Battery management system

A battery management system (BMS) is any electronic system that manages a rechargeable battery (cell or battery pack), such as by monitoring its state, calculating secondary data, reporting that data, protecting the battery, controlling its environment, and / or balancing it.^[1]^[2]

1 Functions
2 Topologies
3 See also
4 External links
5 References

Functions [edit]

Monitor [edit]

A BMS may monitor the state of the battery as represented by various items, such as:

Voltage: total voltage, voltage of periodic taps, or voltages of individual cells
Temperature: average temperature, coolant intake temperature, coolant output temperature, or temperatures of individual cells
State of charge (SOC) or depth of discharge (DOD): to indicate the charge level of the battery
State of health (SOH), a variously-defined measurement of the overall condition of the battery
Coolant flow: for air or fluid cooled batteries
Current: current in or out of the battery

Electric Vehicle Systems: Energy Recovery [edit]

The BMS will also control the recharging of the battery by redirecting the recovered energy (i.e.- from regenerative braking) back into the battery packs(a pack is typically composed of a few cells).

(Your tasks):
[A] According to the battery management system text, what is a battery pack typically composed of?
[B] Continue the battery management system text, picking up after its last sentence.

(Record excerpts):
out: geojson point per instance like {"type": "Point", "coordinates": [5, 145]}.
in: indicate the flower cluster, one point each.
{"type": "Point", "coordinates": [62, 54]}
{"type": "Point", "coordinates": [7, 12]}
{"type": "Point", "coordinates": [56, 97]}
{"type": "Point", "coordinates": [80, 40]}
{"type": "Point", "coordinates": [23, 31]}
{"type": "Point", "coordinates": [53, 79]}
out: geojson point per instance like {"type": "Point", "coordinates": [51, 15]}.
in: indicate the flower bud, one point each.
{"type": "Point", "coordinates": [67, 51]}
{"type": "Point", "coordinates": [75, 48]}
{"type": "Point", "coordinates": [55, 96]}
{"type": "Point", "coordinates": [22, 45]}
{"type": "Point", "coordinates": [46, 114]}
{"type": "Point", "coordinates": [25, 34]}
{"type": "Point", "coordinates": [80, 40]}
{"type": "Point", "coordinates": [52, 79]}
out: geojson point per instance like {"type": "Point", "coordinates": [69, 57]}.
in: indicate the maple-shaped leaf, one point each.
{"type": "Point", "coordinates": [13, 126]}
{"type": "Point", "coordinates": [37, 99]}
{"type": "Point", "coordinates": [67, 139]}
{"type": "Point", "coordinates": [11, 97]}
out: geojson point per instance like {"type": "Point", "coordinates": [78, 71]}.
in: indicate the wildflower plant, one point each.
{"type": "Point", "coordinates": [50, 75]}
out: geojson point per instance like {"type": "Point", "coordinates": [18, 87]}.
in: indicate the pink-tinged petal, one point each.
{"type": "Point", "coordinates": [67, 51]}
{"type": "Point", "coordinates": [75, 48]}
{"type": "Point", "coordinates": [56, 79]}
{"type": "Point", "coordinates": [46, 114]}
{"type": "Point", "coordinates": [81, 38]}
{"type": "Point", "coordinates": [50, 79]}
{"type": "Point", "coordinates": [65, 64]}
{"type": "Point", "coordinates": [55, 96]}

(Written responses):
[A] A few cells.

[B]
Computation [edit]

Additionally, a BMS may calculate values based on the above items, such as:

Maximum charge current as a charge current limit (CCL)
Maximum discharge current as a discharge current limit (DCL)
Energy delivered since last charge or charge cycle
Total energy delivered since first use
Total operating time since first use

Communication [edit]

A BMS may report all the above data to an external device, using communication links such as:

Serial communications. A CAN bus is one particular implementation of a serial link most commonly used in automotive environments ^[3]
Direct wiring
DC-BUS - Serial communication over power-line
Wireless communications

Protection [edit]

A BMS may protect its battery by preventing it from operating outside its safe operating area, such as:

Over-current
Over-voltage (during charging)
Under-voltage (during discharging), especially important for lead–acid and Li-ion cells
Over-temperature
Under-temperature
Over-pressure (NiMH batteries)

The BMS may prevent operation outside the battery's safe operating area by:

Including an internal switch (such as a relay or solid state device) which is opened if the battery is operated outside its safe operating area^[4]
Requesting the devices to which the battery is connected to reduce or even terminate using the battery.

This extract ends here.